Document excerpt >>
◆ ◆ ◆ ◆
What is a Self-Employed Person
A self-employed person is an independent contractor or sole proprietor who reports income earned from self-employment. Self-employed persons work for themselves at a variety of trades, professions and occupations rather than working for an employer. Depending on the jurisdiction, self-employed persons may have special tax filing requirements.
Breaking Down Self-Employed Person
A self-employed person refers to any person who earns their living from any independent pursue of economic activity as opposed to earning a living from a company or another individual (an employer). A freelancer or an independent contractor who performs all of their work for a single client may be a self-employed person.
Self-employed persons may be involved in a variety of occupations, but generally are highly skilled at a particular kind of work. Writers, tradespeople, traders/investors, lawyers, salespeople, insurance agents may be self-employed persons.
Self-Employer Person: United States
A self-employed person in the United States is one who:
- Engages in a trade or a business as sole proprietor or as an independent contractor.
◆ ◆ ◆ ◆
Referring expression data >>
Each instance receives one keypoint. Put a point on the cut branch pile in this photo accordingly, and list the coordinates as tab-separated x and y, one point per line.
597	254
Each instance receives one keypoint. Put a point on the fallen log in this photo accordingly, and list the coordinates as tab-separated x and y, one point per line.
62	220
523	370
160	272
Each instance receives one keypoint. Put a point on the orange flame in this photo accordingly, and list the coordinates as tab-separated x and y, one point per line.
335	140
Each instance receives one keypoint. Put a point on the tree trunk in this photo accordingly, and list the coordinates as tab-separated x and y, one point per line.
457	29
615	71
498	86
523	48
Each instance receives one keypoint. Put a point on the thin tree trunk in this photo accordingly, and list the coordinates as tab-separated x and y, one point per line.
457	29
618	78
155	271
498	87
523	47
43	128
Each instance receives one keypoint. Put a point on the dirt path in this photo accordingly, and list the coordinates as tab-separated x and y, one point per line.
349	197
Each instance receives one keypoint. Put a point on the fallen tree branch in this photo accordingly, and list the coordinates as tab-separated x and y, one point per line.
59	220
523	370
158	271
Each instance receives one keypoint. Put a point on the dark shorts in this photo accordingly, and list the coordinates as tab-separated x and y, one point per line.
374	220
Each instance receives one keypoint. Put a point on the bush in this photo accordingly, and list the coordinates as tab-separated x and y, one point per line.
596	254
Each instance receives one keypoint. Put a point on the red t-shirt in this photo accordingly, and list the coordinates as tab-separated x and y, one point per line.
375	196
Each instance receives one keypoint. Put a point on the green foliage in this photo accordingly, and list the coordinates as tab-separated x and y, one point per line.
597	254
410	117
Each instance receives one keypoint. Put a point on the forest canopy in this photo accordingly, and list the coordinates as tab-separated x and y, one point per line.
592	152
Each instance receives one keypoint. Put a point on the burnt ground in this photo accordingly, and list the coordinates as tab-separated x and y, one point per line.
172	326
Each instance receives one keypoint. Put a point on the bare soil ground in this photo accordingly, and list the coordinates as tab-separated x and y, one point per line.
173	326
◆ ◆ ◆ ◆
Problem to solve >>
Carry on the passage about self-employed persons, starting after its final line.

Exercise answer >>
- Is a member of a partnership involved in a trade or business.
- Is otherwise in business for themselves (including a part-time endeavor).
A self-employed person has to file annual taxes and pay estimated quarterly tax. On top of income tax, they also must generally pay a self-employment tax, which is a Social Security and Medicare tax for the self-employed and was 15.3% as of 2018 (12.9% for Social Security on the first $118,500; 2.9% for Medicare with no ceiling). To figure out if a self-employment tax is owed, an individual must determine their net income and loss from their activities. For more, see Self-Employment Tax (Social Security and Medicare Taxes) from the Internal Revenue Service (IRS).
Self-employed persons may choose a variety of business structures. The most common are partnership, sole proprietorship, corporation, S corporation or Limited Liability Company (LLC). The self-employed may be eligible to deduct expenses the business use of their home, known as the home office deduction. For more, see the IRS's Self-Employed Individuals Tax Center. The self-employed in the U.S. are not eligible for retirement savings plans such as a 401(k), but do have alternatives, such as the Self-Employed 401(k) of the Simplified Employee Pension Plan (SEP) IRA.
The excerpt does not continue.